• Directive:
Starting at the line that contains "cockatoo in the photo above." and stopping after the final line of the rows below, give each line as one string in a JSON list, leaving out blank lines.

• Items:
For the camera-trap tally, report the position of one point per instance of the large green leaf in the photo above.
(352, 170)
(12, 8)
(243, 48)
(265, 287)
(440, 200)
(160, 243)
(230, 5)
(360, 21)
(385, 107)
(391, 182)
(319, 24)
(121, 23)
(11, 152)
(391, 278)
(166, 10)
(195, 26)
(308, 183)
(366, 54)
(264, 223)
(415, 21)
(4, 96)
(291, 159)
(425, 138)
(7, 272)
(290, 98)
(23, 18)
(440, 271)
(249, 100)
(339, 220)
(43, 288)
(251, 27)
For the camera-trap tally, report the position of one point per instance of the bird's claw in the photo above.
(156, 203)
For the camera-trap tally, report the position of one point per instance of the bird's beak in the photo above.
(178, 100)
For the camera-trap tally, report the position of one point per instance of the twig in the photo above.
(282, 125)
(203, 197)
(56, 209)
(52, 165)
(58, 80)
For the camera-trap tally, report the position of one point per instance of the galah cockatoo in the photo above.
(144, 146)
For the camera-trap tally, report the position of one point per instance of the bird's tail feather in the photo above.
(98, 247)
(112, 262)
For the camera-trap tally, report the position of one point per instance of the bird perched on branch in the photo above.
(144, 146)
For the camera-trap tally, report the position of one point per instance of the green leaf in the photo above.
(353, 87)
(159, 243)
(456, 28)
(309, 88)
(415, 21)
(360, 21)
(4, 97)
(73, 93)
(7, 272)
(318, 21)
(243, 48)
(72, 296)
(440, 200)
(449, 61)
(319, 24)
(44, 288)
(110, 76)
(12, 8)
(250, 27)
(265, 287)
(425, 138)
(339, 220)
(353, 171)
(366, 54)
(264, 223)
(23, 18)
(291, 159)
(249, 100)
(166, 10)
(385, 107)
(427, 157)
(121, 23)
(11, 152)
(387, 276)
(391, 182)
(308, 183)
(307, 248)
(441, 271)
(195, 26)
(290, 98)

• Correct response:
[
  "For the camera-trap tally, report the position of one point per instance of the galah cockatoo in the photo above.",
  "(144, 146)",
  "For the camera-trap tally, report the position of one point per instance of the bird's tail feather in the photo above.",
  "(98, 247)",
  "(112, 262)",
  "For the camera-trap tally, report the position of one point per instance of the bird perched on branch in the photo above.",
  "(144, 146)",
  "For the camera-trap tally, report the position of one point per instance of the green leaf in the photo above.",
  "(353, 87)",
  "(159, 243)",
  "(456, 28)",
  "(309, 88)",
  "(415, 21)",
  "(360, 21)",
  "(4, 97)",
  "(73, 93)",
  "(7, 272)",
  "(318, 21)",
  "(243, 48)",
  "(72, 296)",
  "(440, 200)",
  "(449, 61)",
  "(319, 24)",
  "(44, 288)",
  "(110, 76)",
  "(12, 8)",
  "(250, 27)",
  "(265, 287)",
  "(425, 138)",
  "(339, 220)",
  "(353, 171)",
  "(366, 54)",
  "(264, 223)",
  "(23, 18)",
  "(291, 159)",
  "(249, 100)",
  "(166, 10)",
  "(385, 107)",
  "(427, 157)",
  "(121, 23)",
  "(11, 152)",
  "(387, 276)",
  "(391, 182)",
  "(308, 183)",
  "(307, 248)",
  "(441, 271)",
  "(195, 26)",
  "(290, 98)"
]